[Record set]
════
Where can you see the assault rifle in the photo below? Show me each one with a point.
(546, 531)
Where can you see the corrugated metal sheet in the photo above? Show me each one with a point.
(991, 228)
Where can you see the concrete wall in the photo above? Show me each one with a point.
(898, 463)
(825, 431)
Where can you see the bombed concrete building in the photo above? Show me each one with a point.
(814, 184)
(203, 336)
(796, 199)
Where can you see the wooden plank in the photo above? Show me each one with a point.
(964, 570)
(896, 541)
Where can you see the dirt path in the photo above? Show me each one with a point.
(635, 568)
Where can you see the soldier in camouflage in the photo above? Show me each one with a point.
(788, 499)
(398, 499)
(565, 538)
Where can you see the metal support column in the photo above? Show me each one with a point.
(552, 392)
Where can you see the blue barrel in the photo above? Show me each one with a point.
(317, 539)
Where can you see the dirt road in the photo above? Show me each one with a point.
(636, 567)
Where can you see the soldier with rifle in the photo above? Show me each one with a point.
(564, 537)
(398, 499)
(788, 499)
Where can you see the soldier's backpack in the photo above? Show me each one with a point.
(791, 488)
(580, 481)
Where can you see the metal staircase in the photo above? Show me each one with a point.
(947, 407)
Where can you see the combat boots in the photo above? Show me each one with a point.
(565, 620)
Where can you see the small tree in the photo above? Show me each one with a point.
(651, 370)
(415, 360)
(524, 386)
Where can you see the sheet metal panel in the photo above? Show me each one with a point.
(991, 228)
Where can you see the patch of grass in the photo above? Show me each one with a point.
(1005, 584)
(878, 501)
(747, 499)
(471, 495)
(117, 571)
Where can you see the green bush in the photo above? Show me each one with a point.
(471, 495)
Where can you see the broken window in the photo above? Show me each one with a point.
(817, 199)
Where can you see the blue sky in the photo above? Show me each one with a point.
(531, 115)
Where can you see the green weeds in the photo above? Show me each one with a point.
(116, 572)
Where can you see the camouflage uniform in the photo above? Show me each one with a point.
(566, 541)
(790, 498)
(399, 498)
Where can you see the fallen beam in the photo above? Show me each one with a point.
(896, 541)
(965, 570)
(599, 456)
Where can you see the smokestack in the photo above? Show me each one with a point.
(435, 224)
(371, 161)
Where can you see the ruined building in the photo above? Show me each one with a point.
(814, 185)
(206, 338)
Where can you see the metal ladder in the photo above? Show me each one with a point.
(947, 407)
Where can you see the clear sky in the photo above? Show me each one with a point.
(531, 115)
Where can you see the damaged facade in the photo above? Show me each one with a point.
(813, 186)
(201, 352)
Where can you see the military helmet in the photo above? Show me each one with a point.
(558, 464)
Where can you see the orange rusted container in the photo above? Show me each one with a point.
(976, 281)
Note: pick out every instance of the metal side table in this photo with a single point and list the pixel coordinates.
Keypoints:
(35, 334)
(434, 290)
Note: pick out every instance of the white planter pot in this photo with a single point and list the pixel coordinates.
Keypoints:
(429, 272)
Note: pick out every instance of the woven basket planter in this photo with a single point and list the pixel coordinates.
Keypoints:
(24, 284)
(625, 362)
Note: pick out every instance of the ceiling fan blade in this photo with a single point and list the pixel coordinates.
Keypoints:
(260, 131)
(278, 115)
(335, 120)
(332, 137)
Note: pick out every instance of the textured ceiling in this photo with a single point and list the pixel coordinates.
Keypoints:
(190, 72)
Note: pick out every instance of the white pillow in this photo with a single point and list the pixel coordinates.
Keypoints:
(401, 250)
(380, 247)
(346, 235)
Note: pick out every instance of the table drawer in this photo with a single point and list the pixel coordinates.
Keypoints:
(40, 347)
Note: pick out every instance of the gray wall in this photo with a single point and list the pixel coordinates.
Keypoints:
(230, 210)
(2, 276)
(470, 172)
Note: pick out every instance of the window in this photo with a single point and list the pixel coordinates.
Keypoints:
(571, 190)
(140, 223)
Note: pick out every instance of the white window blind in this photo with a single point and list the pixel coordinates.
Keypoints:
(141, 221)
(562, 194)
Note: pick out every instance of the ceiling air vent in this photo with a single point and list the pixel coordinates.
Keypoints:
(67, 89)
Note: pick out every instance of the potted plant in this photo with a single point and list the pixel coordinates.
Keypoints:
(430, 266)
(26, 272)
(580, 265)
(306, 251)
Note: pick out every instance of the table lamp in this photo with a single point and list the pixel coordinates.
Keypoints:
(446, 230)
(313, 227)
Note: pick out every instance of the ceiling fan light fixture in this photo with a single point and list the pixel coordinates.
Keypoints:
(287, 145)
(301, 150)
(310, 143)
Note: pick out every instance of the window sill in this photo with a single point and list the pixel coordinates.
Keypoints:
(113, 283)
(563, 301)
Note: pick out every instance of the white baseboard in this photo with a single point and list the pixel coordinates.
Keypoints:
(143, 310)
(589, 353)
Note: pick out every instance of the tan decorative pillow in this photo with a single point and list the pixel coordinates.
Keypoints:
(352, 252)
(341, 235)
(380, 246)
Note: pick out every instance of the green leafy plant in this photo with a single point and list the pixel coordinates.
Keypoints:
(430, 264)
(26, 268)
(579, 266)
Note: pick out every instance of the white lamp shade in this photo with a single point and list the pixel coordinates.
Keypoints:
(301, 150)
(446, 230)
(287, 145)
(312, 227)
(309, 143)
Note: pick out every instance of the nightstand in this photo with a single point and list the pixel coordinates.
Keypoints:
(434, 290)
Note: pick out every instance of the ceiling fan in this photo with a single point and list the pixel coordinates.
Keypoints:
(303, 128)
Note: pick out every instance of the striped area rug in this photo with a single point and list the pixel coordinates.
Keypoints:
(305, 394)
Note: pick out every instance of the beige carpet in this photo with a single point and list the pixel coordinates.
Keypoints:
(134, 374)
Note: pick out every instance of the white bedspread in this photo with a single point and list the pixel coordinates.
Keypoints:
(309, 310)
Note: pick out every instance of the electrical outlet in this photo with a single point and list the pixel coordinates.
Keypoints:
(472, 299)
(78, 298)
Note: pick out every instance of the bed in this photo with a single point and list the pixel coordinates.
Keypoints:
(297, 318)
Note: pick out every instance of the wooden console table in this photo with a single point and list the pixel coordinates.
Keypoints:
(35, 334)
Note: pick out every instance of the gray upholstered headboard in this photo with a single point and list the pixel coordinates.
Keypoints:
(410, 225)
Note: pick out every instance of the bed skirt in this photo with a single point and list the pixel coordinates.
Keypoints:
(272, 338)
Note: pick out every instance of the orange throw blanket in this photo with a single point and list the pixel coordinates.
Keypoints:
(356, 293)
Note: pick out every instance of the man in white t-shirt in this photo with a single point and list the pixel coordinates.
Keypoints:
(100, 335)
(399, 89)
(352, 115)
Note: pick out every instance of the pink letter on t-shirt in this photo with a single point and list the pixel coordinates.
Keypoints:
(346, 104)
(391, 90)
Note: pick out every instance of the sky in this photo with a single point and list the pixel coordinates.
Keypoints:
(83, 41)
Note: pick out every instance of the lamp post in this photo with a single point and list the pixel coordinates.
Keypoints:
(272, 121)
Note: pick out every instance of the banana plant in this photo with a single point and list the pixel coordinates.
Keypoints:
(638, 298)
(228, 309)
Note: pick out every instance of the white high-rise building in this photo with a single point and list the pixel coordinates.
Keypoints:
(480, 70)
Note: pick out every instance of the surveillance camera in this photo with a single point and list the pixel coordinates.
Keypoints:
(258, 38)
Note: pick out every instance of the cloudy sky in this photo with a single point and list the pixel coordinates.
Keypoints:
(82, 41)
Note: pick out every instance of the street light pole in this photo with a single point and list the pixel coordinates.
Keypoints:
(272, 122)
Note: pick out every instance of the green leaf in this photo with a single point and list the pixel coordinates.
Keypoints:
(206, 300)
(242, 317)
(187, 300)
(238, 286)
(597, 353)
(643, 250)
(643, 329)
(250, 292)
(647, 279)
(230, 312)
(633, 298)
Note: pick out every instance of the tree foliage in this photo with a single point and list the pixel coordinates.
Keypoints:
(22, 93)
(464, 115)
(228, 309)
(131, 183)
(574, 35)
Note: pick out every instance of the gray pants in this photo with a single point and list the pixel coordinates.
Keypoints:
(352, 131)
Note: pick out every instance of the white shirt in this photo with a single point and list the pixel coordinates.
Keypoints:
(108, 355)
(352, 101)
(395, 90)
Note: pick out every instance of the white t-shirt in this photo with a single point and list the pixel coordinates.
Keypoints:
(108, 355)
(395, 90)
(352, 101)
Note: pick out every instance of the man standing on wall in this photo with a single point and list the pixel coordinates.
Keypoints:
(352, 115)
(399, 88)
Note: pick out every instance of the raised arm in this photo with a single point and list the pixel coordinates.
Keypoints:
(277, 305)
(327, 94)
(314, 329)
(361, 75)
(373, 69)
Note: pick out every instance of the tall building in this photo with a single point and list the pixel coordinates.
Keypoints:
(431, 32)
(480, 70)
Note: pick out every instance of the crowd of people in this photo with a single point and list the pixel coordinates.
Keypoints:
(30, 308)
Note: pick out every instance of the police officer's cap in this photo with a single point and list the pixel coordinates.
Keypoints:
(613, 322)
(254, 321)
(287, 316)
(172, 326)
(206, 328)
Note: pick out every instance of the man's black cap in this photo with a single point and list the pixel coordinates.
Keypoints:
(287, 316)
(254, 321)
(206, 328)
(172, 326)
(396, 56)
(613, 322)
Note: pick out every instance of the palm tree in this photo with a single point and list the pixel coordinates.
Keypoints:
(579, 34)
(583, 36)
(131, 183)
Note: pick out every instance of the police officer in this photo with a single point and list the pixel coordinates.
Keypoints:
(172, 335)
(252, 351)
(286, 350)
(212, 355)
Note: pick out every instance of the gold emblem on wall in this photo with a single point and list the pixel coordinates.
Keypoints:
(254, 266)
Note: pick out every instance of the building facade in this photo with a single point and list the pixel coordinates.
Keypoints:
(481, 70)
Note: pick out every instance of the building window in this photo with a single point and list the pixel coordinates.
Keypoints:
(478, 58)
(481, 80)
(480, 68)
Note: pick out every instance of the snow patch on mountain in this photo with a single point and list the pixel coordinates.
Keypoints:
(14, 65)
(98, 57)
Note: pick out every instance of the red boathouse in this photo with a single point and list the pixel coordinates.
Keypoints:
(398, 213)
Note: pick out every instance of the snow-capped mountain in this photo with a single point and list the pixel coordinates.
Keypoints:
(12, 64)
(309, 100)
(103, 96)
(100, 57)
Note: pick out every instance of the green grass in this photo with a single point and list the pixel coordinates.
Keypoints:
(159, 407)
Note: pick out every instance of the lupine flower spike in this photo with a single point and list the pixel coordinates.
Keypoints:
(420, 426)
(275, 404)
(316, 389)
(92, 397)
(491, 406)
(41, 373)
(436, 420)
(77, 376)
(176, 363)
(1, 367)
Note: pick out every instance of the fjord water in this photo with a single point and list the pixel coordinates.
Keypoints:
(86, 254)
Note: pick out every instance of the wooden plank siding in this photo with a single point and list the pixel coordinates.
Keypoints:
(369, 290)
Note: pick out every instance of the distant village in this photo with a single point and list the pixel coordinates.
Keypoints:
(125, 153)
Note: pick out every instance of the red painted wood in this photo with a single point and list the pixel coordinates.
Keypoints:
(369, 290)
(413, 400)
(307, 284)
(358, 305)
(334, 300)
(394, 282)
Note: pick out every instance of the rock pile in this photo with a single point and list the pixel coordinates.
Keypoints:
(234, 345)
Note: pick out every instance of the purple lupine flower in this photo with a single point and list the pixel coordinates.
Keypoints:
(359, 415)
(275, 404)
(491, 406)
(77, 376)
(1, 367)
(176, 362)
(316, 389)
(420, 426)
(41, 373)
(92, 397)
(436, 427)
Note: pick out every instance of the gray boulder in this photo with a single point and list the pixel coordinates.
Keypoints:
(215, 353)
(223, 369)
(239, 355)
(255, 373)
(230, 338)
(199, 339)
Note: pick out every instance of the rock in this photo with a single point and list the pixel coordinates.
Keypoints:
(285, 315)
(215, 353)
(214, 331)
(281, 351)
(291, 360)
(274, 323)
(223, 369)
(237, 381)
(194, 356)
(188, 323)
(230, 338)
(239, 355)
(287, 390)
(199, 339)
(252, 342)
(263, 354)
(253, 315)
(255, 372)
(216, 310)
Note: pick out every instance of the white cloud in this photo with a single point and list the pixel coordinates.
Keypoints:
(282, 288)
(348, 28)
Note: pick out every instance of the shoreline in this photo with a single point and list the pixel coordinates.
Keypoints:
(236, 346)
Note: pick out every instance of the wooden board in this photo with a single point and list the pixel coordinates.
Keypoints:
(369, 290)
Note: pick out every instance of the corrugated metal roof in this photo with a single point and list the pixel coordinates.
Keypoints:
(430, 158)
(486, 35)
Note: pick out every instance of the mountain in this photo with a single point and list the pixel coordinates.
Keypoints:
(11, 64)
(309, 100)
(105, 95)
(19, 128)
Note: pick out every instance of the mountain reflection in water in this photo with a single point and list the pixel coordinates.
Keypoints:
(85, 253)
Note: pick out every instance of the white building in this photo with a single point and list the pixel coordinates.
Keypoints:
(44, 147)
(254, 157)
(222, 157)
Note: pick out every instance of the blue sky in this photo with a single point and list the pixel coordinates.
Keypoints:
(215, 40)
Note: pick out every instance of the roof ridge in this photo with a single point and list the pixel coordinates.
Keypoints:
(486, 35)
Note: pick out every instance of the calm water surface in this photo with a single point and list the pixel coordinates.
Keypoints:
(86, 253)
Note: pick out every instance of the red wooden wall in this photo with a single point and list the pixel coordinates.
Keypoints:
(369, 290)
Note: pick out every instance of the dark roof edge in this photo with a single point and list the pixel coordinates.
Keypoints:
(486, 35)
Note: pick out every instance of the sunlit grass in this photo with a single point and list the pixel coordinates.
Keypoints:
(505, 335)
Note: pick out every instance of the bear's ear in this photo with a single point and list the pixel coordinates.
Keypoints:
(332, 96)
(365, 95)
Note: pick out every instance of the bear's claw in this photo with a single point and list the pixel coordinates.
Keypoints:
════
Where a line of the records has the string "flower", return that line.

Note: pick out every instance of the lupine flower spike in this photo with a single point and list the pixel coordinates.
Note: pick out every instance of the purple lupine flower in this photo with a single point and list the pixel coordinates.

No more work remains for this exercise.